------ Text passage ------

Some threads have mentioned that Congress is trying to amend an existing treaty.
But noting that I don't have amendment handy, there's a MAJOR constitutional problem with the amendment imo.
From related threads...
To begin with, and regardless what the misguided Roberts Court wants everybody to think about the constitutionality of Obamacare, it remains that the states have never expressly constitutinally given the very corrupt, post-17th Amendment ratification feds the specific powers dictate INTRAstate healthcare policy, not even for trying to stop the spread of contageous diseases.
"10th Amendment: The powers not delegated to the United States by the Constitution, nor prohibited by it to the States, are reserved to the States respectively, or to the people."
"Many are the exercises of power reserved to the States wherein a uniformity of proceeding would be advantageous to all. Such are quarantines, health laws [emphasis added], regulations of the press, banking institutions, training militia, etc., etc." —Thomas Jefferson to James Sullivan, 1807.

------

**Task item:** Pick up the forum post about states' power over health laws under the Tenth Amendment right after its last sentence, and keep writing it in the same voice.

------ Information shown ------

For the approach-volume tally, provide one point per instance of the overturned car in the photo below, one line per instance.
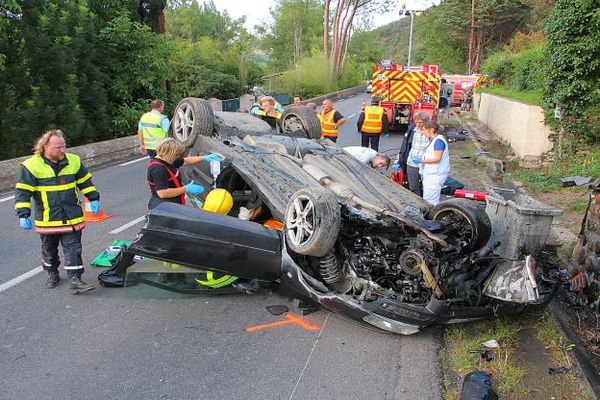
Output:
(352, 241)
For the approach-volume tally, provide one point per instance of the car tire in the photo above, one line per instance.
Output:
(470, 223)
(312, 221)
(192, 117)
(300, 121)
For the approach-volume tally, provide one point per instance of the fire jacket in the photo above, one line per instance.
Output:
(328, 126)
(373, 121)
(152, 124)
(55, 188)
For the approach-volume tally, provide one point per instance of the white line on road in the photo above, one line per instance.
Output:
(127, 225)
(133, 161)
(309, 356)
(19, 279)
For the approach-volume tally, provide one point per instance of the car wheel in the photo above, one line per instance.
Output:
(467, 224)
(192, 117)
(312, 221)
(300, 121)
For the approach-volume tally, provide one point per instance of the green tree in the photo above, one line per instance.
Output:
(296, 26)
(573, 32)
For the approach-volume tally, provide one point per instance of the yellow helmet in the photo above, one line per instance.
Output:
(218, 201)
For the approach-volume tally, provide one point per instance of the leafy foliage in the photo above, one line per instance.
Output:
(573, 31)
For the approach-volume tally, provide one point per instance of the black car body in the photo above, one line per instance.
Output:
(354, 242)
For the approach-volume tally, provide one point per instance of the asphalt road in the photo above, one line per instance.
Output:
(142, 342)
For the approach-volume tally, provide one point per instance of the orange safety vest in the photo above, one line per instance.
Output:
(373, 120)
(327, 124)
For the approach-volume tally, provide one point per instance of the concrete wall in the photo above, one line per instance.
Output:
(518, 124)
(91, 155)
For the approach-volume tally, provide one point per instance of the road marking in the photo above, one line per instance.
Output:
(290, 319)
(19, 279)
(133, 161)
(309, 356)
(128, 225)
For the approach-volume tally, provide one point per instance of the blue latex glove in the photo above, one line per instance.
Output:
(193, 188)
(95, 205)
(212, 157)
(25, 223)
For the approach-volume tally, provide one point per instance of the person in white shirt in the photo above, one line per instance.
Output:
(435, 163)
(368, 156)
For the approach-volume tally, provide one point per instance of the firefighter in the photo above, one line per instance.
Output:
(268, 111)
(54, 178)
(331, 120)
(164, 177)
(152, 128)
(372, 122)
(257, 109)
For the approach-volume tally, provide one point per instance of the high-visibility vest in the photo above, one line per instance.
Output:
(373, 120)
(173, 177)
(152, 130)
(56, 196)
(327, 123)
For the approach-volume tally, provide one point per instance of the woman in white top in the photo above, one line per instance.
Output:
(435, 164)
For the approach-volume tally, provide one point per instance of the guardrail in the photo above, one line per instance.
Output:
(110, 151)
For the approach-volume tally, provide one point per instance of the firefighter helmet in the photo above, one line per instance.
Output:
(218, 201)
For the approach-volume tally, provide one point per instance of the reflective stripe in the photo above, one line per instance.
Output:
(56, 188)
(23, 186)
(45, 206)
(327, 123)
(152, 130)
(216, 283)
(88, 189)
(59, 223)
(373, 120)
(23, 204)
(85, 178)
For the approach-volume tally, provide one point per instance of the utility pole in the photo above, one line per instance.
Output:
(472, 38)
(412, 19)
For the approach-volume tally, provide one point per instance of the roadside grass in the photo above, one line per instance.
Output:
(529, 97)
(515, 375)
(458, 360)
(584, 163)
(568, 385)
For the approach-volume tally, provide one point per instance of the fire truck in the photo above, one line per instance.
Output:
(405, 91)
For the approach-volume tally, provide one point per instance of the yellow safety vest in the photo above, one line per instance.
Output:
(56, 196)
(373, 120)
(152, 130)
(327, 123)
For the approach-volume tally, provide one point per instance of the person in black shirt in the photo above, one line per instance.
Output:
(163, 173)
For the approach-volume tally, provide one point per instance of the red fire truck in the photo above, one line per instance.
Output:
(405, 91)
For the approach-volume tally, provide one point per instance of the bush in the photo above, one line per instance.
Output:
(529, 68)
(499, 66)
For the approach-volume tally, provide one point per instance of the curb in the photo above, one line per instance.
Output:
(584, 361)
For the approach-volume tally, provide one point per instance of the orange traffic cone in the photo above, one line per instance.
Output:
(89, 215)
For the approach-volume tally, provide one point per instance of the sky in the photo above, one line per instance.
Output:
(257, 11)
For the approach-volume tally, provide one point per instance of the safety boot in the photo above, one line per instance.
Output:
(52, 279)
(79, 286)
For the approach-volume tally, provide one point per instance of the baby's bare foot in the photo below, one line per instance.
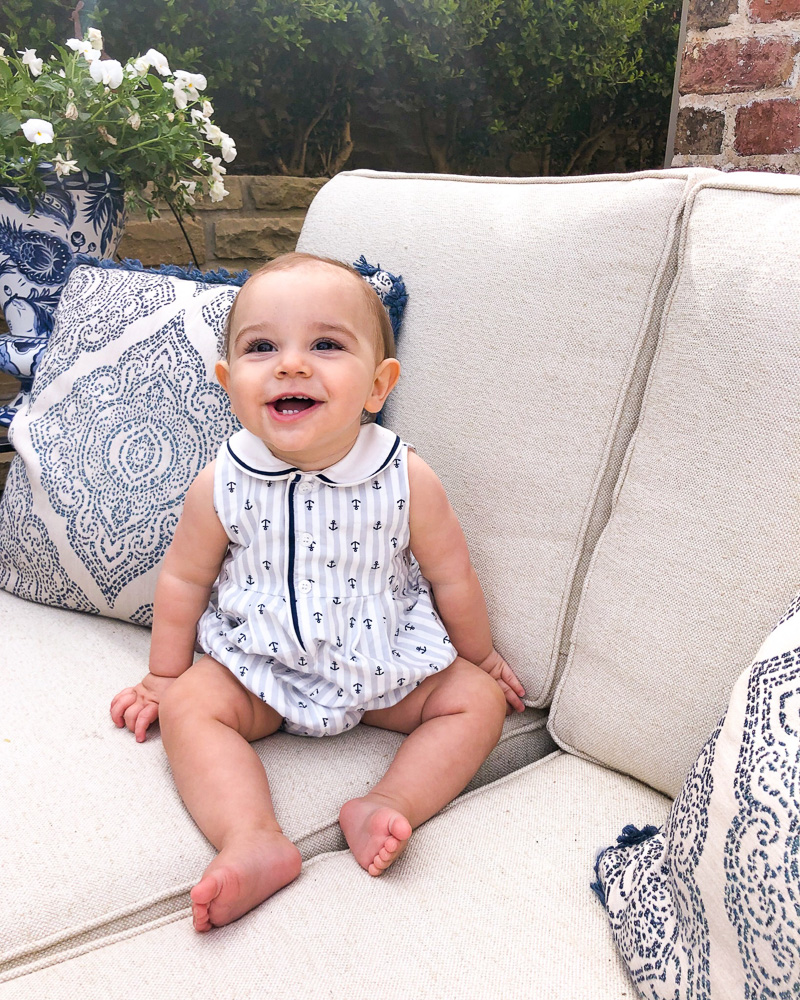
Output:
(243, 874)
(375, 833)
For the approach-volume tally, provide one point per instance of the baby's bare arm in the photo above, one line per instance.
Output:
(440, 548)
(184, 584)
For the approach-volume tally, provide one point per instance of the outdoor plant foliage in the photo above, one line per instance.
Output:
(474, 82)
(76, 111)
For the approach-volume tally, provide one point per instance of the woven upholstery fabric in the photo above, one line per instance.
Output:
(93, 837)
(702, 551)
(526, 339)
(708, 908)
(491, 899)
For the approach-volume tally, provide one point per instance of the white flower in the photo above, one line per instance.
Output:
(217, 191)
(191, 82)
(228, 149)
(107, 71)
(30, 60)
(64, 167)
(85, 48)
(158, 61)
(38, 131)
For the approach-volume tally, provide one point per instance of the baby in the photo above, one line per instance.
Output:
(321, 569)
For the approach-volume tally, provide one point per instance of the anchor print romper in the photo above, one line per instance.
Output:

------

**Response for this exercise:**
"They form a portion of that immense mass of legislation, which embrace every thing in the territory of a state not surrendered to the general government. Inspection laws, quarantine laws, and health laws [emphasis added], as well as laws for regulating the internal commerce of a state, and others, which respect roads, fences, &c. are component parts of state legislation, resulting from the residuary powers of state sovereignty. No direct power over these is given to congress, and consequently they remain subject to state legislation, though they may be controlled by congress, when they interfere with their acknowledged powers." —Justice Joseph Story, Article I, Section 10, Clause 2, 1833.
“Inspection laws, quarantine laws, health laws of every description [emphasis added], as well as laws for regulating the internal commerce of a state and those which respect turnpike roads, ferries, &c., are component parts of this mass.” —Justice Barbour, New York v. Miln., 1837.
"From the accepted doctrine that the United States is a government of delegated powers, it follows that those not expressly granted, or reasonably to be implied from such as are conferred, are reserved to the states, or to the people. To forestall any suggestion to the contrary, the Tenth Amendment was adopted. The same proposition, otherwise stated, is that powers not granted are prohibited [emphasis added]." —United States v. Butler, 1936.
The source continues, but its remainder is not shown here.